▶ **Written task 1**
Write out the passage of the Google Ads conversion tracking article between "We highly recommend" and "of information above)", inclusive.

Google is in the process of rolling out major changes to its conversion tracking. You’d best keep up lest you fall behind your competitors.
In this article, I’m going to run through the grocery list of Google Ads conversion updates and clarify what’s important and what’s not. And I’ll provide some examples of where updating can help you achieve better performance.
Default Attribution Model Changing to Data-Driven
Announced but not yet implemented, Google will soon be changing the default attribution model from last-click to data-driven. Data-driven attribution has been around for a couple of years but was always restricted. Previously, only advertisers with at least 200 conversions per month, and more recently 100 conversions per month could activate this model.
At this point, there’s almost no circumstance to run any model except for data-driven, time-decay, or position-based options. As a reminder, position-based is the best non-data-driven option for growth/scaling while time-decay is best for stable accounts.
But when given the option, you should always be choosing data-driven.
We applaud Google for finally making data-driven available to all advertisers and for making this the default. This will save agencies a lot of time (a) switching up new accounts and (b) educating clients on what attribution models are, how they work, and why the selection is important.
We highly recommend switching models as soon as this rolls out. Just bear in mind that you should expect to see a short-term decline in performance, especially when switching from last-click. You can mitigate concerns about performance by temporarily monitoring the conversions (by conv. time) KPI.
Enhanced Conversions Beta
Only available to some advertisers so far, enhanced conversions allows Google to anonymously capture personal user information for better tracking accuracy. In other words, you may see more conversions attributed to Google Ads if you implement this. The system works by collecting the following details from your lead generation forms and then hashing it:
- Email address (preferred)
- Name and home address (street address, city, state/region and postcode)
- Phone number (must be provided in addition to one of the other two pieces of information above)

▶ **Data shown**
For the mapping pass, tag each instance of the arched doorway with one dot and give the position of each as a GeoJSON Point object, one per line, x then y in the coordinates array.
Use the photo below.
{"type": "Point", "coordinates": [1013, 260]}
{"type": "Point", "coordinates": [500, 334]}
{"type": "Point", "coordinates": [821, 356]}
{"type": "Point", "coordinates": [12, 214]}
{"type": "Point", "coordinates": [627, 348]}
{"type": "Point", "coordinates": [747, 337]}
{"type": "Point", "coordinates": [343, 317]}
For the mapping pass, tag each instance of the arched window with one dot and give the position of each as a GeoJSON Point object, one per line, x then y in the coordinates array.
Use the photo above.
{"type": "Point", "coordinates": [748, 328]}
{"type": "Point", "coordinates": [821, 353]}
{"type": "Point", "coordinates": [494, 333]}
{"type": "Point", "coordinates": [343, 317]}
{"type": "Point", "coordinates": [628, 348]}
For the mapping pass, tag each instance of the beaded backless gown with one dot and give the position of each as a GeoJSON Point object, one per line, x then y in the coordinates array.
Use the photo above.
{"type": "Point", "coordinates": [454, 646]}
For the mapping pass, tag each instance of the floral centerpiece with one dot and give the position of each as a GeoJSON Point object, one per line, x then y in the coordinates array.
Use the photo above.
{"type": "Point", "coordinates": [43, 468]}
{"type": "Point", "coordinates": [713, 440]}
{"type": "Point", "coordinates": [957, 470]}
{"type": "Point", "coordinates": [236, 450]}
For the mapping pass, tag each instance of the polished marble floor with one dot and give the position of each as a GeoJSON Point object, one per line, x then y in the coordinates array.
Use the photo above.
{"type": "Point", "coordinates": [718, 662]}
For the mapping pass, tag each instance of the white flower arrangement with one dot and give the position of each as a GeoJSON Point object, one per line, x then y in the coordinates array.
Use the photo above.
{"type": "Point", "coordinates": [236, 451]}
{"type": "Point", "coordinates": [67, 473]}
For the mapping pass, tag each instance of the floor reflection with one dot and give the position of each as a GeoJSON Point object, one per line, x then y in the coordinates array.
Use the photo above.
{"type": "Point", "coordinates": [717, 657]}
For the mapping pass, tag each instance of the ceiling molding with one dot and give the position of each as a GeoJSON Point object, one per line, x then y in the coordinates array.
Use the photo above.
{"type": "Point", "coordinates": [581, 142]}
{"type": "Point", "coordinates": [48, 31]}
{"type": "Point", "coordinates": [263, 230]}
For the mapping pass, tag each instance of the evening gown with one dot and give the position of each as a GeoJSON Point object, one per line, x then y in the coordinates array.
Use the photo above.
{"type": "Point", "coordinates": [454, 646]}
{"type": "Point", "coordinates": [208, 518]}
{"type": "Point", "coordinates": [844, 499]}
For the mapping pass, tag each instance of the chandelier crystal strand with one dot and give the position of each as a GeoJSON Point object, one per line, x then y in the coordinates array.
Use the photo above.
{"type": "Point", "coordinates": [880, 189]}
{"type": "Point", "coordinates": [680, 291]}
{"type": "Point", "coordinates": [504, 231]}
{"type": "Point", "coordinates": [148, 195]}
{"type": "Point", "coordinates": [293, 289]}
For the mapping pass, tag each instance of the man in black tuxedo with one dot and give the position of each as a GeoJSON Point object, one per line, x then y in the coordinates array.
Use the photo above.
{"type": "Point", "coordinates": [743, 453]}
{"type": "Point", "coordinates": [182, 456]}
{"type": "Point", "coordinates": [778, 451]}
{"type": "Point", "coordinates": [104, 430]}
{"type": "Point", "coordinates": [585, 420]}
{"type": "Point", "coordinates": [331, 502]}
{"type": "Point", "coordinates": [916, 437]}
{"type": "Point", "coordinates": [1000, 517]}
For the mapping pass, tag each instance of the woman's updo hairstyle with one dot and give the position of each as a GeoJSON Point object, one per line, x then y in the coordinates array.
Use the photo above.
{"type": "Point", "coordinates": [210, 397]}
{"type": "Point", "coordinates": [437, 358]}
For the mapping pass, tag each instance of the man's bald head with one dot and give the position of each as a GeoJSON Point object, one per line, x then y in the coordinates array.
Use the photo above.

▶ **Written task 2**
Rewrite the lines of the listing, from the line holding "For the mapping pass, tag each instance of the man's" through the end of the listing, inclusive, as a JSON list of strings with one string per line and no blank lines.

▶ **Correct result 1**
We highly recommend switching models as soon as this rolls out. Just bear in mind that you should expect to see a short-term decline in performance, especially when switching from last-click. You can mitigate concerns about performance by temporarily monitoring the conversions (by conv. time) KPI.
Enhanced Conversions Beta
Only available to some advertisers so far, enhanced conversions allows Google to anonymously capture personal user information for better tracking accuracy. In other words, you may see more conversions attributed to Google Ads if you implement this. The system works by collecting the following details from your lead generation forms and then hashing it:
- Email address (preferred)
- Name and home address (street address, city, state/region and postcode)
- Phone number (must be provided in addition to one of the other two pieces of information above)

▶ **Correct result 2**
[
  "For the mapping pass, tag each instance of the man's bald head with one dot and give the position of each as a GeoJSON Point object, one per line, x then y in the coordinates array.",
  "Use the photo above."
]